**Given problem 1:**
Copy the passage of the Sony ES amplifier thread between "This is two" and "to cool properly.", inclusive.

**Excerpt:**
# BIG RED SONY ES



## tyroneshoes (Mar 21, 2006)

Grabbed this 5 channel monster one night on ebay in a haze.

Its beautiful.

4 25 amp fuses.
about 20 lbs
75x4 and 280x1 but way under rated
hp and lp crossovers 40-4000k
****load of other features










Took some gut shots for ya



















Dual power supplies each with their own power and ground inputs.










Nice high quality components used through out.

Currently powering my entire system active and sounding amazing.










I was going to go all zapco but Im having a hard time with this guy. I already got half the zapco stuff I need....

I may refinish it and forget the zapco. I need a few days to decide I think. Unless someone offers me a decent price on the sony es. So torn.


----------



## ReloadedSS (Aug 26, 2008)

I've got the four channel version, and keep wavering on whether or not to keep it. They are sweet amps. The only drawback I can see is that it's physically quite large.


----------



## tyroneshoes (Mar 21, 2006)

Yeah. That is my concern also. I may let it go but Im gonna give me a few days of listening to make sure first. Such a clean sounding amp. (rabble rabble)


----------



## Mike_Dee (Mar 26, 2011)

That's the first thing with Xplod on it that i liked...:laugh:


----------



## ReloadedSS (Aug 26, 2008)

Mike_Dee said:


> That's the first thing with Xplod on it that i liked...:laugh:


There was one more generation of ES amps, but they weren't as good. This was Mobile ES's last stand.


----------



## nubz69 (Aug 27, 2005)

I would love to know what you think about this amp. How much did you get it for? I know where one is in my area and I am not sure if it is worth picking up.


----------



## tyroneshoes (Mar 21, 2006)

Ive been listening to it for the last 4 hours and I friggin love it. It sounds so clean and has so many features and forget what power rating are what...This amp's 280 watts almost too much for my IDQ. Sounded just like the zapco ref500.1 thats in there.

This is two amps in 1 chassis the big red 4 channel and this amp which is the sub section.

7527 SONY XPLOD MOBILE ES AMP 360W SUBWOOFER AMPLIFIER | eBay

More info on this amp

Sony ES XM-7557 75W x 4 + 220W x 1 Car Amplifier - Hands-on Research at Crutchfield.com

As far as price. Bring that question to PM as I am still considering sticking with zapcos and selling this just because I would have to redo my trunk floor to accommodate this amp and allow it to cool properly. 

Yes, I highly recommend this amp. You will not find an all in one solution amp any cleaner than this. I am a/b this with zapco ref at the moment and cant call it.

But if someone wants to help me make my decision, PM me an offer.

Region annotation entries

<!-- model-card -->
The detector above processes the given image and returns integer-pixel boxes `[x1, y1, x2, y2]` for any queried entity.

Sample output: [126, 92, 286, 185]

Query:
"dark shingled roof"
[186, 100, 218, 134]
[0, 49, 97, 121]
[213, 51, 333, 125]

**Given problem 2:**
Arrange every non-blank line of the records above as a Markdown table with the columns Row and Record line. Number the rows in order.

**Written answer 1:**
This is two amps in 1 chassis the big red 4 channel and this amp which is the sub section.

7527 SONY XPLOD MOBILE ES AMP 360W SUBWOOFER AMPLIFIER | eBay

More info on this amp

Sony ES XM-7557 75W x 4 + 220W x 1 Car Amplifier - Hands-on Research at Crutchfield.com

As far as price. Bring that question to PM as I am still considering sticking with zapcos and selling this just because I would have to redo my trunk floor to accommodate this amp and allow it to cool properly.

**Written answer 2:**
| Row | Record line |
|---|---|
| 1 | <!-- model-card --> |
| 2 | The detector above processes the given image and returns integer-pixel boxes `[x1, y1, x2, y2]` for any queried entity. |
| 3 | Sample output: [126, 92, 286, 185] |
| 4 | Query: |
| 5 | "dark shingled roof" |
| 6 | [186, 100, 218, 134] |
| 7 | [0, 49, 97, 121] |
| 8 | [213, 51, 333, 125] |